* **Some records**:
_ _ _ _
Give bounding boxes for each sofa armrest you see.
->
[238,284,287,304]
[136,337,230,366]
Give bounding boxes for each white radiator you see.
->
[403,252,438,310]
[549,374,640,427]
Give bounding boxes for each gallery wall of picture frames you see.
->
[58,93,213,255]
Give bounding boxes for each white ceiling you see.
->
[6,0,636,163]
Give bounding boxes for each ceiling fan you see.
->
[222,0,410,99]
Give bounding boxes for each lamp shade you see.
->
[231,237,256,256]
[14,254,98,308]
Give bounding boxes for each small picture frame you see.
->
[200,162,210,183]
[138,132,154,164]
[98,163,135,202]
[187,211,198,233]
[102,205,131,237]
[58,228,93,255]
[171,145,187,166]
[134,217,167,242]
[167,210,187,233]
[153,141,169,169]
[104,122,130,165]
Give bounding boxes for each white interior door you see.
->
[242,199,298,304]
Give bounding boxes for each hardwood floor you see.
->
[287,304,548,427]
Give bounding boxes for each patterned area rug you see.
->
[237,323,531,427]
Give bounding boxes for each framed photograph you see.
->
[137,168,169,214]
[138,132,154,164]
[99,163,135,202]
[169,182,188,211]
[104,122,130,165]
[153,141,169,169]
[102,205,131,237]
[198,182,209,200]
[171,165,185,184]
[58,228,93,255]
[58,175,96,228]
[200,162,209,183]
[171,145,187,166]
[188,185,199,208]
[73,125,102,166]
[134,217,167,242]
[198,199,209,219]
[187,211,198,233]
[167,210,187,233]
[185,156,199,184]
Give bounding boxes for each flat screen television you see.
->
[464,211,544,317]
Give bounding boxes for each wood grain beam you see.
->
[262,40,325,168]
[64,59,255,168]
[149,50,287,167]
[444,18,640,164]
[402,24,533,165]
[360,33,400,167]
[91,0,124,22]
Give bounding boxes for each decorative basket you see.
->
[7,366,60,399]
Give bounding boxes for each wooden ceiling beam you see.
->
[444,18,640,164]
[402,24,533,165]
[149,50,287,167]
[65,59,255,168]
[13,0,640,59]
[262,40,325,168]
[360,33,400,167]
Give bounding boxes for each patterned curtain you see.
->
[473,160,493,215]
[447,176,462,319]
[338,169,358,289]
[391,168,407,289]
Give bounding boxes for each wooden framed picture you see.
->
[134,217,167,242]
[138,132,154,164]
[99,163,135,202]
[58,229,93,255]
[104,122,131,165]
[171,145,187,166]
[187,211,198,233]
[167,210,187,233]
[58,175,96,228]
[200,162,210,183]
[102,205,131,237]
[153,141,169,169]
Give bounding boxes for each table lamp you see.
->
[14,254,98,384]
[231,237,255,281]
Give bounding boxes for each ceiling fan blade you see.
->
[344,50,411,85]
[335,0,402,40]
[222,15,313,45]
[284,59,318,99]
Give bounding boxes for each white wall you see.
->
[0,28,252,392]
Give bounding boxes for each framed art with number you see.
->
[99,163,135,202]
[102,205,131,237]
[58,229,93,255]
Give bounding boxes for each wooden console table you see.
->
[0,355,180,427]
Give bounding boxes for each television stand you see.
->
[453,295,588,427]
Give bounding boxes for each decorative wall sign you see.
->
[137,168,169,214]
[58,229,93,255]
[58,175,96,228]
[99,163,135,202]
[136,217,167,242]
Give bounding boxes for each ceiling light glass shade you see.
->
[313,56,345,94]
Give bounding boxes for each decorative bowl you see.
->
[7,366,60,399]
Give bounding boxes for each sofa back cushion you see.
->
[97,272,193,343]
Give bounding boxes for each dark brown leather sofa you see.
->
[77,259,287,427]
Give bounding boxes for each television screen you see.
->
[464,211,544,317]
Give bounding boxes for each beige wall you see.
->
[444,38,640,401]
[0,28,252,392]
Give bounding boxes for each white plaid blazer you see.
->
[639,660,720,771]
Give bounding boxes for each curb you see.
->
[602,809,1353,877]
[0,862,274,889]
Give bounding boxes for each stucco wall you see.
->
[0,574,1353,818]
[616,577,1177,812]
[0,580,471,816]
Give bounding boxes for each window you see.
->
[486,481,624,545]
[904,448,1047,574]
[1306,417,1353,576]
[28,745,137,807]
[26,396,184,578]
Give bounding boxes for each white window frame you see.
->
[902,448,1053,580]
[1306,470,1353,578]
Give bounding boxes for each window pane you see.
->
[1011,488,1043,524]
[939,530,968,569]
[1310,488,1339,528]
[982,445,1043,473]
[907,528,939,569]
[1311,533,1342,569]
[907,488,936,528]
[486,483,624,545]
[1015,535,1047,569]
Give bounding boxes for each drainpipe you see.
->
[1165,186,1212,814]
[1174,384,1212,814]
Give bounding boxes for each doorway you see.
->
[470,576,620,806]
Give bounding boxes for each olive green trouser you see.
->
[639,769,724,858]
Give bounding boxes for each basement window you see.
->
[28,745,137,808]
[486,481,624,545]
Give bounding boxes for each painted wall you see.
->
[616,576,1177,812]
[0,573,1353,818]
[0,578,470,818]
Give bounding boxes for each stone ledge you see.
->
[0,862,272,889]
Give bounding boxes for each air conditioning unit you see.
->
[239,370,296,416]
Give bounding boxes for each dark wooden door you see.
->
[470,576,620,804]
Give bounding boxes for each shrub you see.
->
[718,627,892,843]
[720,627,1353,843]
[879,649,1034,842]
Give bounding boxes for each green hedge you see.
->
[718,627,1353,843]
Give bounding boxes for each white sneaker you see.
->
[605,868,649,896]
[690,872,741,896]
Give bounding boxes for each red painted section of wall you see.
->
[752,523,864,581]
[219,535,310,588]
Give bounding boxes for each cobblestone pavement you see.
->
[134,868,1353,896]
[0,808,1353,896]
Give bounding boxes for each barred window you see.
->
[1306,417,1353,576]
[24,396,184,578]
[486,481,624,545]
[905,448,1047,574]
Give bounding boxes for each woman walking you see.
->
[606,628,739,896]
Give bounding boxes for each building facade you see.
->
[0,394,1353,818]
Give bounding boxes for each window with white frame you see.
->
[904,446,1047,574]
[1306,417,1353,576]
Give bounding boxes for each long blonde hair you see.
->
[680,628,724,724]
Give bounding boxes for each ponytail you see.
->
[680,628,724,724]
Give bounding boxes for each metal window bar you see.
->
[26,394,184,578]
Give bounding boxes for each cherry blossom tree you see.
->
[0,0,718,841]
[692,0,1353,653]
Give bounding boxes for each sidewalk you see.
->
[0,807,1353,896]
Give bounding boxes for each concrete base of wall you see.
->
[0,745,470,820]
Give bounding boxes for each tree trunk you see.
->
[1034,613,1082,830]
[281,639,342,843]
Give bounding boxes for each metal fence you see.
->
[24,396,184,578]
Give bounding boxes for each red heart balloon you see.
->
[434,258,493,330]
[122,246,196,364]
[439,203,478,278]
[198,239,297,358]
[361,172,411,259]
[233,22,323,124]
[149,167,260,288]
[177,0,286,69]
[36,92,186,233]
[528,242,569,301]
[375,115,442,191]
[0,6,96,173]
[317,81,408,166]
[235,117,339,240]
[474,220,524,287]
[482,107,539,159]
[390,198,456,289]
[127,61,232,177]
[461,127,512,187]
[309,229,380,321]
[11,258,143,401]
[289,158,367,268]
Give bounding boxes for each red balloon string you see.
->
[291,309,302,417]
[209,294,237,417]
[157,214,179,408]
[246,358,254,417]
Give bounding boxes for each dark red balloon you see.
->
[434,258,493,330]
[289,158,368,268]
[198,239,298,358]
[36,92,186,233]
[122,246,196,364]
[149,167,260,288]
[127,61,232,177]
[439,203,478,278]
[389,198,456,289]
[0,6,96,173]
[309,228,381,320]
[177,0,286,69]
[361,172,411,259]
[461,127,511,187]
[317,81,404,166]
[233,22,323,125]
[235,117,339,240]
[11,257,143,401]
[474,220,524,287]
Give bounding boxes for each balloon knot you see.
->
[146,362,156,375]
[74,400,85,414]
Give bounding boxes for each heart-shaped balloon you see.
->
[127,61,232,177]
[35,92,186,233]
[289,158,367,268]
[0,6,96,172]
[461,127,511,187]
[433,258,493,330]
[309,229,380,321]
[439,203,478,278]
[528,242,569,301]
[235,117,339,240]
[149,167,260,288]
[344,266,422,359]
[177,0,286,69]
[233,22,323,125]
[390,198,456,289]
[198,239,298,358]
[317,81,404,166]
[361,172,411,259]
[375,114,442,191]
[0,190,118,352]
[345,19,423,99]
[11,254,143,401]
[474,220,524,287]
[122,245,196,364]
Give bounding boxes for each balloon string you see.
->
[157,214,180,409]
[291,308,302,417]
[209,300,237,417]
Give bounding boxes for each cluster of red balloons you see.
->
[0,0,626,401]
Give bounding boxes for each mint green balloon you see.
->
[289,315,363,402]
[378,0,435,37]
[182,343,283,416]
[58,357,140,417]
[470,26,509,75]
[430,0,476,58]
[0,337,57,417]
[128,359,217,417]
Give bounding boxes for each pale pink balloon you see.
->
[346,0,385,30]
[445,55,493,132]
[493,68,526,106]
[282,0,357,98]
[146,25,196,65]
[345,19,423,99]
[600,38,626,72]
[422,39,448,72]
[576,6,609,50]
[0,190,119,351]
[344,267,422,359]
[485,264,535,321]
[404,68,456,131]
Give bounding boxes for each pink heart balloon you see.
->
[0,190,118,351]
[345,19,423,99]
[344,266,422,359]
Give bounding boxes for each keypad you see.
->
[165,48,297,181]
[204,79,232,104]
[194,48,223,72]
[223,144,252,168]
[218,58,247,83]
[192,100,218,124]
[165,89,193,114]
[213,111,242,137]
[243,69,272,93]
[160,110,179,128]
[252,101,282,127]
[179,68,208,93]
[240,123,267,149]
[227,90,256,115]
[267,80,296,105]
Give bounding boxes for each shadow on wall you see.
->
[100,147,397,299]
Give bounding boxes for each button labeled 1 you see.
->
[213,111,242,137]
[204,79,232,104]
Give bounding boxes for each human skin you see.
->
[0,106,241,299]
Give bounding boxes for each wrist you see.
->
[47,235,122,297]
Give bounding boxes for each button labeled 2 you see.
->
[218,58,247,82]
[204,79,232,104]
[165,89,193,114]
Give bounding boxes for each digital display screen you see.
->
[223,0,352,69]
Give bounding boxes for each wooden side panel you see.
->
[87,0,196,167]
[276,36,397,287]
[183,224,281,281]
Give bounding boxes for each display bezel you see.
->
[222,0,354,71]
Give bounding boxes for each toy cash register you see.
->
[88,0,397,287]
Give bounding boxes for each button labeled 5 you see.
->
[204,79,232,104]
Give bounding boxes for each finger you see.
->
_ _ _ _
* **Set exercise**:
Please copy the lines word for word, from the line with "Give bounding boxes for each display" through the end of the records.

* **Problem solution**:
Give bounding boxes for each display bezel you see.
->
[222,0,354,71]
Give bounding boxes for each toy cash register you see.
->
[88,0,397,287]
Give bounding boxes for each button labeled 5 you see.
->
[204,79,232,104]
Give bounding boxes for each finger you see.
->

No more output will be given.